== To do ==
Copy the lines below word for word, from the first one through the line with "19L8 18L7 17L0", counting both. Leave out the pictures.

== Dataset excerpts ==
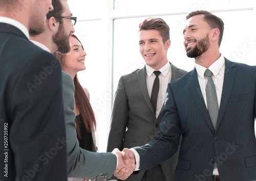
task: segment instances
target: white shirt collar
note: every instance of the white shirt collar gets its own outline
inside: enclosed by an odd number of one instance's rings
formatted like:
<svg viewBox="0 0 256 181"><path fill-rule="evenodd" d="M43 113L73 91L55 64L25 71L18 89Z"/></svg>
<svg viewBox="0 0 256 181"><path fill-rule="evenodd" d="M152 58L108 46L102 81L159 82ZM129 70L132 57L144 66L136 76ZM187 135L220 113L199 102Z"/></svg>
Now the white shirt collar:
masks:
<svg viewBox="0 0 256 181"><path fill-rule="evenodd" d="M165 65L162 66L159 70L162 74L165 76L166 76L167 73L169 71L170 67L170 64L169 62L167 62ZM148 76L151 76L154 71L156 71L154 68L151 67L150 66L146 64L146 72Z"/></svg>
<svg viewBox="0 0 256 181"><path fill-rule="evenodd" d="M44 44L42 44L42 43L38 42L38 41L36 41L35 40L30 40L31 42L34 43L36 46L39 46L39 47L42 48L43 50L44 50L46 51L48 51L49 53L51 54L50 49L46 45L45 45Z"/></svg>
<svg viewBox="0 0 256 181"><path fill-rule="evenodd" d="M15 19L8 18L7 17L0 16L0 22L3 22L5 23L9 24L15 27L19 30L20 30L29 39L29 31L26 28L26 27L20 22L16 21Z"/></svg>
<svg viewBox="0 0 256 181"><path fill-rule="evenodd" d="M216 60L212 64L211 64L209 68L208 68L208 69L212 72L214 76L216 76L224 65L225 65L225 59L222 54L221 54L221 57L219 58L219 59ZM196 63L195 63L195 67L197 70L198 75L199 75L202 79L204 79L204 72L207 68L197 64Z"/></svg>

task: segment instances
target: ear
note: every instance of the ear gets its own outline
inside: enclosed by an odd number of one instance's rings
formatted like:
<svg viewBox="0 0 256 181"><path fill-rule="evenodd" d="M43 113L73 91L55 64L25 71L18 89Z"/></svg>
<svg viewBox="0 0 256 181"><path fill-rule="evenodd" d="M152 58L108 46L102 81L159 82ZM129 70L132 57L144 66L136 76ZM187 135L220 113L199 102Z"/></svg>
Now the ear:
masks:
<svg viewBox="0 0 256 181"><path fill-rule="evenodd" d="M52 31L56 32L58 31L59 22L56 21L56 19L53 16L51 17L48 20L48 25Z"/></svg>
<svg viewBox="0 0 256 181"><path fill-rule="evenodd" d="M216 28L213 29L213 34L212 37L211 37L211 40L213 41L216 41L216 40L219 40L219 36L220 36L220 30L218 28Z"/></svg>
<svg viewBox="0 0 256 181"><path fill-rule="evenodd" d="M165 47L166 49L168 49L170 47L170 40L168 40L165 42L164 46Z"/></svg>

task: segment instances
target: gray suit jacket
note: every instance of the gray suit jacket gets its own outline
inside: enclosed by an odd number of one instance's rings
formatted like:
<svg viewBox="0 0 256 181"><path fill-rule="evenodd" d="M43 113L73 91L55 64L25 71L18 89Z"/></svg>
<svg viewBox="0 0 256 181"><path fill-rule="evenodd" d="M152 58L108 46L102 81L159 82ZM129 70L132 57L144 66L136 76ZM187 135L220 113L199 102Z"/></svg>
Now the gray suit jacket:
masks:
<svg viewBox="0 0 256 181"><path fill-rule="evenodd" d="M96 153L79 147L77 139L74 92L71 76L62 71L63 100L67 134L68 176L77 178L110 178L115 171L117 159L112 153Z"/></svg>
<svg viewBox="0 0 256 181"><path fill-rule="evenodd" d="M171 66L171 81L187 72ZM107 151L115 148L122 150L147 143L159 131L161 115L161 112L156 118L146 86L145 67L122 76L115 96ZM174 180L178 156L177 151L172 158L161 164L168 181ZM126 180L140 180L143 174L142 172L132 175Z"/></svg>

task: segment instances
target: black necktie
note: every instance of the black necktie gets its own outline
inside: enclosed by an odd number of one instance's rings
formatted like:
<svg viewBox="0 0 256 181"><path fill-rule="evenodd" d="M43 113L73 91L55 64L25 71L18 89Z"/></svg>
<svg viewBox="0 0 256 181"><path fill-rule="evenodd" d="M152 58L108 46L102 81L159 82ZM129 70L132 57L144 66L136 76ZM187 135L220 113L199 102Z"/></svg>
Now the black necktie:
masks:
<svg viewBox="0 0 256 181"><path fill-rule="evenodd" d="M161 73L160 71L155 71L154 73L156 75L156 78L154 81L152 92L151 93L151 103L153 106L154 111L156 112L157 109L157 95L159 91L159 78L158 75Z"/></svg>

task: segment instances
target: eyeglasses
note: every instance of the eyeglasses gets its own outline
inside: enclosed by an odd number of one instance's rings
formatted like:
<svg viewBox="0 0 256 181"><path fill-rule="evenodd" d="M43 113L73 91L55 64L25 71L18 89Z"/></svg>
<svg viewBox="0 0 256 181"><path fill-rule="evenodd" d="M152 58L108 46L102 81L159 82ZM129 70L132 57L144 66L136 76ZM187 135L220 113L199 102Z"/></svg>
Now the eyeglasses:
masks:
<svg viewBox="0 0 256 181"><path fill-rule="evenodd" d="M76 17L73 16L58 16L60 18L66 18L70 19L70 21L72 23L72 26L74 25L76 22Z"/></svg>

== Solution ==
task: segment instances
target: white shirt collar
note: every instance of the white shirt collar gets its own outline
inside: enclosed by an odd number of one instance's rings
formatted like:
<svg viewBox="0 0 256 181"><path fill-rule="evenodd" d="M43 113L73 91L55 64L25 71L18 89Z"/></svg>
<svg viewBox="0 0 256 181"><path fill-rule="evenodd" d="M152 58L108 46L102 81L159 82ZM129 70L132 57L144 66L136 76ZM187 135L220 113L199 102Z"/></svg>
Now the white shirt collar:
masks:
<svg viewBox="0 0 256 181"><path fill-rule="evenodd" d="M165 65L162 66L159 70L162 74L165 76L166 76L167 73L169 71L170 67L170 64L169 62L167 62ZM148 76L151 76L154 71L156 71L154 68L151 67L150 66L146 64L146 72Z"/></svg>
<svg viewBox="0 0 256 181"><path fill-rule="evenodd" d="M44 44L42 44L42 43L38 42L38 41L36 41L35 40L30 40L31 42L34 43L36 46L39 46L39 47L42 48L43 50L44 50L46 51L48 51L49 53L51 54L50 49L46 45L45 45Z"/></svg>
<svg viewBox="0 0 256 181"><path fill-rule="evenodd" d="M15 19L8 18L7 17L0 16L0 22L3 22L5 23L9 24L15 27L19 30L20 30L29 39L29 31L26 28L26 27L20 22L16 21Z"/></svg>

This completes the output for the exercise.